+++ Página

XXXVIII. Assim, a pena aplicada à arguida está abrangida pela Lei do perdão.

XXXIX. O tribunal a quo deveria ter julgado extinta, por perdão, a pena aplicada ao crime de furto simples.

…”.

            3.

            O Ministério Público na primeira instância veio responder ao recurso, …

4.

Neste Tribunal da Relação, o Exmo Procurador-Geral Adjunto, na senda da posição assumida pela primeira instância, emitiu parecer no sentido da improcedência do recurso, …

5.

Cumprido o artigo 417º, nº2, do C.P.P., não foi apresentada qualquer resposta ao parecer.

           

6.

Colhidos os vistos, o processo foi presente à conferência, por o recurso dever ser aí julgado, de harmonia com o preceituado no art.419º, nº3, al. c), do diploma citado.

II. Fundamentação


A) Delimitação do Objeto do Recurso

…, as questões a decidir prendem-se com o seguinte:

- errada apreciação da prova;

- não preenchimento dos elementos constitutivos do crime de ameaça agravada;

- da aplicação do perdão decorrente da Lei 38º-A/2023, de 2 de agosto, no que tange à pena de multa aplicada pelo crime de furto.


B) Com vista à apreciação das questões enunciadas, importa ter presente o seguinte teor da sentença recorrida.

“(…)

1. Factos provados

1) No dia 18/12/2022, cerca das 21h, a arguida dirigiu-se à residência dos queixosos …, e retirou da porta de entrada, a caixa do correio que ali se encontrava pendurada, no valor de € 25, e que pertencia aos queixosos, tendo colocado a mesma no interior do veículo no qual se fazia transportar, com intenção, concretizada, de dessa forma se apoderar da referida caixa de correio.

2) Após, a arguida entrou para o interior do referido veículo e, de imediato, começou a buzinar tendo em vista provocar a saída dos queixosos do interior da referida residência, onde os mesmos se encontravam.

3) Na sequência dos factos acima descritos os queixosos saíram à rua para perceber o que estava a acontecer.

4) Nessa ocasião, a arguida saiu do interior do referido veículo e exibiu aos queixosos um objeto, em tudo semelhante a uma navalha, com cerca de 10cm de lâmina e dirigindo-se àqueles disse-lhes: “vocês nunca vão ficar juntos, vocês são uns drogados, eu mato-vos”.

5) Ao atuar da forma supra descrita a arguida agiu com o intuito de fazer sua a caixa de correio acima referida, o que conseguiu, bem sabendo que a mesma não lhe pertencia e que atuava contra a vontade dos respetivos donos.

6) A arguida proferiu as expressões acima referidas com firmeza e seriedade e com intenção de fazer convencer os queixosos que de futuro viria a atentar contra a integridade física e a vida destes, bem sabendo que tal atuação era apta a perturbar o sossego e a tranquilidade destes e a causar-lhes medo, o que conseguiu.

++++++
+++ Entradas fornecidas

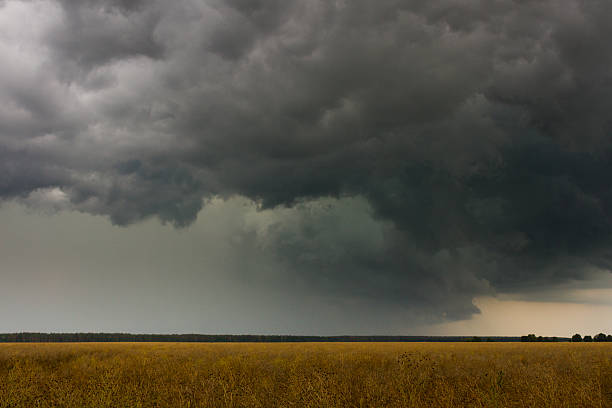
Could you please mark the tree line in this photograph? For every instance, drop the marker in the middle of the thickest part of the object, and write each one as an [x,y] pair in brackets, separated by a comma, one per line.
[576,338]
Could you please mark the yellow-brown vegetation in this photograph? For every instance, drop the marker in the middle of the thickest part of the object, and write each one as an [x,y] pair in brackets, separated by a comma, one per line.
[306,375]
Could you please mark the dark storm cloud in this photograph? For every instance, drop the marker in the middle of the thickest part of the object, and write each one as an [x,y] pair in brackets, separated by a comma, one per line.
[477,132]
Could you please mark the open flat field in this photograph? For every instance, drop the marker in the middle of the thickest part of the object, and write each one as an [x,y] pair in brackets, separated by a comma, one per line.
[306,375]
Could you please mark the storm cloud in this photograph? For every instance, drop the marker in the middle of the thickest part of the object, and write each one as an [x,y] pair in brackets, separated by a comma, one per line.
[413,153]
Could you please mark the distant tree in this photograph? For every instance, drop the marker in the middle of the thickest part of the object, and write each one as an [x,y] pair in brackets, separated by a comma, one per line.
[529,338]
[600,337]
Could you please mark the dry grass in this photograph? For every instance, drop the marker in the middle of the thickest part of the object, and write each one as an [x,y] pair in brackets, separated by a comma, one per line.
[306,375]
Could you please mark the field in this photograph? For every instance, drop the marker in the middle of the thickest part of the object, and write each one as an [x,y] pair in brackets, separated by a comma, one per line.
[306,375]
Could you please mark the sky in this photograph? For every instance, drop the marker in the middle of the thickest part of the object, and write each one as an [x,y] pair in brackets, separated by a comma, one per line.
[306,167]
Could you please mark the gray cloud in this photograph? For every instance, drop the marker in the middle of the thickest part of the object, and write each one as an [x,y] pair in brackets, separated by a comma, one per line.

++++++
+++ Entradas fornecidas

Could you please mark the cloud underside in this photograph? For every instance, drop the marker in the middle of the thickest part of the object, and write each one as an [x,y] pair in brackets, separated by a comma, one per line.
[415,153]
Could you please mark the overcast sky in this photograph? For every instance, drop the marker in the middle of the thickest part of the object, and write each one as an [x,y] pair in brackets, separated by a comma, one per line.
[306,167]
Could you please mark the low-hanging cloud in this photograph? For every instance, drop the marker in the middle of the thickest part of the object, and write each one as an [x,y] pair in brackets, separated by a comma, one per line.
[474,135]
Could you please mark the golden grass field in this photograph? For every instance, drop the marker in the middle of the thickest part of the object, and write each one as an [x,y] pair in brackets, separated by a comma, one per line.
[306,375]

++++++

Diga se cada afirmação abaixo está de acordo com a página, respondendo sim ou não e citando literalmente as palavras da página que decidem a resposta.
1. A caixa do correio retirada pela arguida valia € 25.
2. O objeto exibido pela arguida tinha cerca de 15 cm de lâmina.
3. Foi apresentada resposta ao parecer do Procurador-Geral Adjunto.

- Resultado -
1. Sim: "no valor de € 25"
2. Não: "com cerca de 10cm de lâmina"
3. Não: "não foi apresentada qualquer resposta ao parecer"